Data excerpts
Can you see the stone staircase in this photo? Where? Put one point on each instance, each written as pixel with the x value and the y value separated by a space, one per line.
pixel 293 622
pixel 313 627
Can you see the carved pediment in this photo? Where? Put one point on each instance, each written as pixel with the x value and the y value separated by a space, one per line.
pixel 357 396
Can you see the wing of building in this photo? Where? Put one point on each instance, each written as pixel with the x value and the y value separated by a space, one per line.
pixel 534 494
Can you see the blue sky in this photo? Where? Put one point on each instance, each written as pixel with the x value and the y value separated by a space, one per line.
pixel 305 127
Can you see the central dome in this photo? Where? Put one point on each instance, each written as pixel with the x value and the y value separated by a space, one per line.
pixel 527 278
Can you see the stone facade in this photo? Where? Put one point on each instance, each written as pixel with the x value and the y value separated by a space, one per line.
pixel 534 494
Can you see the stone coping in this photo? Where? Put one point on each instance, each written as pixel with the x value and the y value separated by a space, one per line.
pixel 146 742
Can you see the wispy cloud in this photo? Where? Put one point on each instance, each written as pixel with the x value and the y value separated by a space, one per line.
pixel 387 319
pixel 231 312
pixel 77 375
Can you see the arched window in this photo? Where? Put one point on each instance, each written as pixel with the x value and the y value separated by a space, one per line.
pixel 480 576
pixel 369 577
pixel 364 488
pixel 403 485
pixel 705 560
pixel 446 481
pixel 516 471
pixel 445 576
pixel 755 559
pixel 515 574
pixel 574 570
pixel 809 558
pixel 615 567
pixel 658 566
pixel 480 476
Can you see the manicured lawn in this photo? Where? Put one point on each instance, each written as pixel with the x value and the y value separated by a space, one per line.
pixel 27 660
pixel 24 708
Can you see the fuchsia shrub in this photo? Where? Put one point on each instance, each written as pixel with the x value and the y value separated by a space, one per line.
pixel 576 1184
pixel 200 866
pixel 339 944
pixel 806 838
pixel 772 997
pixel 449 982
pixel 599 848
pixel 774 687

Exercise requirements
Nothing but the lines from the one with "Can you see the stone facade" through the end of the data above should be reproduced, each exactly, both ends included.

Answer to the problem
Can you see the stone facade in this photo? Where? Put one point on each instance, each written as pixel with the x value and the y value separated by a space, one per line.
pixel 534 494
Can you see the stone coping in this photo? Where? Put one point on each instance, each written as pixel with the x value and the y value separated by a space, one per line.
pixel 146 742
Can you see the wispy cloud in this photo? Where? Put one point on each instance, each written as pixel with the x value and the y value separated by a space, one per line.
pixel 387 319
pixel 231 312
pixel 77 375
Can you see the arched window in this photo? Where? Put one point on each instance, each written as pixel with the x value and the y value separated by a space, one per line.
pixel 480 576
pixel 369 577
pixel 364 488
pixel 403 485
pixel 705 560
pixel 446 481
pixel 516 471
pixel 445 576
pixel 755 559
pixel 515 574
pixel 574 570
pixel 809 558
pixel 615 567
pixel 658 566
pixel 480 476
Can you see the manicured lawn in this photo? Where? Put one point on each instance, each written as pixel with the x value and the y value separated by a space, one per line.
pixel 27 660
pixel 24 708
Can you see the fuchsia shrub in this photo? Where? Put one point on each instance, each written as pixel with the x value and the y value separated by a space, one per line.
pixel 576 1184
pixel 200 866
pixel 339 944
pixel 806 838
pixel 772 997
pixel 449 982
pixel 599 848
pixel 774 687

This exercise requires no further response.